Sin embargo, esos malos tiempos eran los suyos, fatal e irrevocablemente. Y las tendencias denostadas por él pertenecieron a su curso. Desde su altura inconmovible, Goethe alcanzaba a divisar completo ese curso, veía más allá que nadie, conocía el desenlace de los afanes en que se debatían sus ajetreados contemporáneos, y se mantenía ajeno, con aristocrática soledad. Sólo que su desvío, su insolidaridad para con las exigencias de la época -aferrado a algo que, como las relaciones cortesanas de Weimar, era en sí una pura supervivencia destinada a sucumbir sin remedio y ya desprovista de realidad efectiva-, todo lo que, en definitiva, constituía la fatalidad personal del poeta según temperamento y carácter, no podía dejar de afectar a su obra, dándole un matiz de cosa fallida dentro de su intachable perfección. Pues el esfuerzo goethiano por substraerse al tiempo aspira a un notorio imposible, y conduce hacia una suerte de excesiva compostura que, sólo por cuanto hinca sus raíces en la individualísima manera de ser de un hombre concreto, no se traduce en afectación de la obra misma, sino en distancia y extrañamiento respecto de la personalidad plena del autor.

Como para Eckermann, su interlocutor abnegado, Goethe está ahí para nosotros, imponente, encerrado en sí mismo, aislado en su grandeza, pese a todos los movimientos cordiales que realiza por salir al exterior y comunicarse. Pero nosotros, pasado un siglo largo, estamos en mejores condiciones para comprenderlo que el fiel discípulo depositario de sus palabras. Nuestra vida se alimenta -y se consume- en las consecuencias últimas de aquel proceso a cuya perniciosa dirección se resistía Goethe, y al que tan refractaria era su naturaleza. Hemos asistido al ápice de los enconos nacionales en una Europa cuya vieja unidad espiritual se había convertido ya, casi, en una vacua denominación geográfica; hemos padecido el choque espantoso de cuerpos nacionales cerrados y hostiles; y, ahora, nos encontramos ante la perspectiva de un mundo abierto, o siquiera organizado en amplias comunidades de cultura. Desde la plataforma histórica que nos ofrece esta perspectiva podemos ya, sin violencia del ánimo, sin forzar nuestra sensibilidad ni contrariar la dirección de nuestro propio tiempo -antes al contrario, corroborándola y poniéndonos a su favor-, deponer la irritación que, bajo la obligada reverencia y el debido reconocimiento, solía suscitar la serenidad impasible de Goethe, y acercarnos a él con una inteligencia nueva de sus motivos y de su razón profunda.

Obras de J. P. Eckermann

Beyträge zur Poesie, mit besonderer Hinweisung auf Goethe («Contribuciones a la Poesía, con especial referencia a Goethe»). Stuttgart, 1824.

Gespräche mit Goethe («Conversaciones con Goethe»), vols. I y II, Leipzig, 1836.

Gedichte («Poemas»). Leipzig, 1838.

Einige Worte über den Rechtstreit gegen Borckhaus in Betreff der Gespräche mit Goethe («Algunas palabras sobre el pleito contra Borckhaus relativo a las Conversaciones con Goethe»). Weimar, 1846.

Gespräche mit Goethe, vol. III, Magdeburg, 1848.

Aus Goethes Lebenskreise: J. P. Eckermanns Nachlass («Del círculo vital de Goethe: La herencia de J. P. Eckermann»), ed. por F. Tewes, Berlín, 1905.

> _Instrucciones y requisitos_
Por favor, reproduce del texto sobre Goethe todo lo que va desde "Beyträge zur Poesie, mit" hasta "III, Magdeburg, 1848.", sin cambiar una sola palabra ni signo. Los registros que vienen a continuación son material aparte, independiente del texto sobre Goethe.

> _Datos proporcionados_
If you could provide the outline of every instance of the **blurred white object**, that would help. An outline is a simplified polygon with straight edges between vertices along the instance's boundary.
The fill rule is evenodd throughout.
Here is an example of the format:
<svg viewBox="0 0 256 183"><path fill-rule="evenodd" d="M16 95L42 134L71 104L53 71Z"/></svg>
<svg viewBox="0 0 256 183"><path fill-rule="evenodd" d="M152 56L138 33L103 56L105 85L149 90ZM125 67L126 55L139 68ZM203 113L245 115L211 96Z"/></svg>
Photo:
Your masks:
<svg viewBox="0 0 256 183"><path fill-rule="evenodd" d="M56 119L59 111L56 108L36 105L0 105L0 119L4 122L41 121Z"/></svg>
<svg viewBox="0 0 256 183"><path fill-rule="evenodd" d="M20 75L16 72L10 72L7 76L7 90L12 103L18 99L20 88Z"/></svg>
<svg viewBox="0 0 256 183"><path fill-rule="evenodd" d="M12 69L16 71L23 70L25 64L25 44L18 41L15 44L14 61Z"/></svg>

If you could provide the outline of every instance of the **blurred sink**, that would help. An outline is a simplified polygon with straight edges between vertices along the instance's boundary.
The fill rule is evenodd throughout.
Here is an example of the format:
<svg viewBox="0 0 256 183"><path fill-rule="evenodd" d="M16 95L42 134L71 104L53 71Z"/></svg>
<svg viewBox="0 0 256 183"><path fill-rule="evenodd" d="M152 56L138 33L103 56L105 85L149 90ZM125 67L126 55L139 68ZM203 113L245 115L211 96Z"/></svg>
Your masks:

> _Resultado_
Beyträge zur Poesie, mit besonderer Hinweisung auf Goethe («Contribuciones a la Poesía, con especial referencia a Goethe»). Stuttgart, 1824.

Gespräche mit Goethe («Conversaciones con Goethe»), vols. I y II, Leipzig, 1836.

Gedichte («Poemas»). Leipzig, 1838.

Einige Worte über den Rechtstreit gegen Borckhaus in Betreff der Gespräche mit Goethe («Algunas palabras sobre el pleito contra Borckhaus relativo a las Conversaciones con Goethe»). Weimar, 1846.

Gespräche mit Goethe, vol. III, Magdeburg, 1848.